Request: Each entry below is to be extracted exactly.

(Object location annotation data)
======
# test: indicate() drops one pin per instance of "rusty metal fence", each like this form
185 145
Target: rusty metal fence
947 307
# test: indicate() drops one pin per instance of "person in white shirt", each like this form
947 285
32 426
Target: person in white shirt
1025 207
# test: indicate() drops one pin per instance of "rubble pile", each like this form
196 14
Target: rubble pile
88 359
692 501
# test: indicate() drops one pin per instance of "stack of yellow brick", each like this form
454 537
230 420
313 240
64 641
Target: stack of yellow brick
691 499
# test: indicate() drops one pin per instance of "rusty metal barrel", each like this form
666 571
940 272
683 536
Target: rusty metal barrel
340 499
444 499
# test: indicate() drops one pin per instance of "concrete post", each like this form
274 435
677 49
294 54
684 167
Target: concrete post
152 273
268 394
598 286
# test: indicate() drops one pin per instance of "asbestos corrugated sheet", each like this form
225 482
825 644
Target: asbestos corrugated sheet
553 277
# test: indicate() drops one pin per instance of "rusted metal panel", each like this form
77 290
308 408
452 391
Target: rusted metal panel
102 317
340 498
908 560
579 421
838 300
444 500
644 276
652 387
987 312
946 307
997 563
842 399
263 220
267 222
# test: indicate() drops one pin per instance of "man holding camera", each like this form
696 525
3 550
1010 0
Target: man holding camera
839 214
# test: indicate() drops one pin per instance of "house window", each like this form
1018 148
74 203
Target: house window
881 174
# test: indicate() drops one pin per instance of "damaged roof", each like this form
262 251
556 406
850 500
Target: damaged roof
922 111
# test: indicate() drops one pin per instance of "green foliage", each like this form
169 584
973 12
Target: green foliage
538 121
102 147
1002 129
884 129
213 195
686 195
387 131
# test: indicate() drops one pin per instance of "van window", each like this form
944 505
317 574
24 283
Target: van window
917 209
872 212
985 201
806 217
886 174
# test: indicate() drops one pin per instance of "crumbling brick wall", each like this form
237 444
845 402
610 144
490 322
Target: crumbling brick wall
======
Solved exercise:
# test: indicate() drops one pin per instance of "rusty metal fence", each like this form
185 145
Target: rusty metal fence
947 307
# test: indicate() drops one pin per instance of "person in white shirt", each like this form
947 285
32 426
Target: person in white shirt
1025 207
# test: indicate() drops one pin per instance of "rubble pile", each like this form
196 14
Target: rubble pile
88 359
692 501
# test: indicate() drops one pin per instance of "stack of yellow brick", each like this form
454 537
230 420
313 240
64 641
Target: stack of yellow brick
691 499
# test: indicate() drops one pin per instance of "rusty metal barrel", each like this form
666 571
940 272
683 536
Target: rusty metal barrel
340 499
444 499
# test: indicate() drops one pin per instance of "concrete post", each like this form
274 435
677 49
294 54
684 167
Target: concrete post
152 273
268 394
598 286
# test: indicate() drops one pin per instance of "asbestos corrugated sheet", each like this form
225 482
825 644
Target: asbestos corrugated sheet
553 277
# test: indicate() drops one pin per instance of "rusted metal panel", each like this form
77 290
308 408
452 391
Target: rusted metal panel
102 317
340 498
908 560
579 421
838 300
444 500
644 276
652 387
987 312
946 307
997 563
842 399
263 220
267 222
# test: indicate() drops one pin per instance of "man holding camera", each like this form
696 525
3 550
1010 0
Target: man holding camera
839 214
# test: indicate() drops one pin per instance of "house window", each like this form
1018 148
74 203
Target: house window
881 174
# test: indicate() drops one pin per instance of "damaged roof", each like this form
262 251
556 406
850 500
Target: damaged roof
922 111
# test: indicate() drops one pin per instance of "green foliage", each like this form
169 584
973 12
Target: green foliage
538 121
102 147
1002 129
884 129
213 195
686 195
387 131
# test: indicate() drops one pin per instance of "van window", each like this form
944 505
317 574
24 283
Target: van window
917 209
872 212
985 201
806 217
886 174
# test: indicate() drops one pin per instance of "crumbling brick wall", each like this form
237 444
845 402
610 144
490 322
Target: crumbling brick wall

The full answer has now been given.